===== ROWS =====

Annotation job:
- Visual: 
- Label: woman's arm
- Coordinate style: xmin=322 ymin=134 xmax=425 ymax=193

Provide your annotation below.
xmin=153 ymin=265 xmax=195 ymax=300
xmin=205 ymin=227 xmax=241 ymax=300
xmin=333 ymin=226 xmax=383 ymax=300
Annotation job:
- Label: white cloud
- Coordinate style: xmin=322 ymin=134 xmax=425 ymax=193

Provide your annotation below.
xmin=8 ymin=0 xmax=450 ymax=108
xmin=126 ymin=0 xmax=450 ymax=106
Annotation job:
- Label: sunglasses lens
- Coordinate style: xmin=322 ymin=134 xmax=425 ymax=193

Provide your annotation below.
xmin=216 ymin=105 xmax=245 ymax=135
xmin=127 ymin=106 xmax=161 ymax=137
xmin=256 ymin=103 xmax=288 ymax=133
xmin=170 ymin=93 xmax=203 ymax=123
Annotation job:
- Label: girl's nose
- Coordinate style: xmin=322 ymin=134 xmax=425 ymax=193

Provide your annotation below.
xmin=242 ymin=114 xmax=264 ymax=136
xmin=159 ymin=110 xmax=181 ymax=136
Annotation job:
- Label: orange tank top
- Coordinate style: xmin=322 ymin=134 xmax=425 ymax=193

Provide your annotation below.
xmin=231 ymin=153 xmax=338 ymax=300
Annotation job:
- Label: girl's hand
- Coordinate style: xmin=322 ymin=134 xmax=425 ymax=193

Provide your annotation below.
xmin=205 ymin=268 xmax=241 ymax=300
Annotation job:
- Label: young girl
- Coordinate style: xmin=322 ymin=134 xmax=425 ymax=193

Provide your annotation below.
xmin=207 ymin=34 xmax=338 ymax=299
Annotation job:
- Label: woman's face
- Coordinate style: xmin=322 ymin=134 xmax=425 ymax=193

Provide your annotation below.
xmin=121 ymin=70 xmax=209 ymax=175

=====
===== ROWS =====

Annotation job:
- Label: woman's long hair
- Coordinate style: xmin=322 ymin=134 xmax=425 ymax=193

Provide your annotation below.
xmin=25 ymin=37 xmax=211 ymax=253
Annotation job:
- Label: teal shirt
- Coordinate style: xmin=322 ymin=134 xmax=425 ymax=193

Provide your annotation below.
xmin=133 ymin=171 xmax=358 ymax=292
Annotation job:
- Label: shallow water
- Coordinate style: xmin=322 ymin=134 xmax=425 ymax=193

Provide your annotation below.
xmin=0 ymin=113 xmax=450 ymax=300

=====
===== ROWS =====

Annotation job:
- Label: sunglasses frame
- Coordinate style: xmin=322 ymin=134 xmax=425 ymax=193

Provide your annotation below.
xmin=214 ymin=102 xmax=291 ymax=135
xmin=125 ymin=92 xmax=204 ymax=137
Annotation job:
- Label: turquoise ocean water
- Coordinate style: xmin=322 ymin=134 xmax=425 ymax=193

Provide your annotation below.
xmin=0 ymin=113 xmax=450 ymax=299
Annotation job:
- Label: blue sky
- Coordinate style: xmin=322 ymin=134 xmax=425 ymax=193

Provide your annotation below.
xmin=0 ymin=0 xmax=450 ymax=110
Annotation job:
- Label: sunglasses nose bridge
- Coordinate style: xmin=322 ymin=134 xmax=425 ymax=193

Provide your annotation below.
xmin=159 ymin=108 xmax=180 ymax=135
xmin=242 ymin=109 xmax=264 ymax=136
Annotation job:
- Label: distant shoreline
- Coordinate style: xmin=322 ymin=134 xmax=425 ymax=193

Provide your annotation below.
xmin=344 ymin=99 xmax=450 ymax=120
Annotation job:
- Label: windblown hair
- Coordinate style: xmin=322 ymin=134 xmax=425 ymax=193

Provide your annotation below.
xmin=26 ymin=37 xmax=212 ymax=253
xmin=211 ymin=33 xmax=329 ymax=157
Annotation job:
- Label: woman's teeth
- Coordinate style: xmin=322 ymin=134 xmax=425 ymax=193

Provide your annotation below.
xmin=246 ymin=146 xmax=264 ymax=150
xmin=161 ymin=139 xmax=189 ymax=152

=====

### WHAT TO DO:
Pull out every line in the rows that contains the word "hair", copying each one in full.

### RESULT BELOW:
- Label: woman's long hair
- Label: windblown hair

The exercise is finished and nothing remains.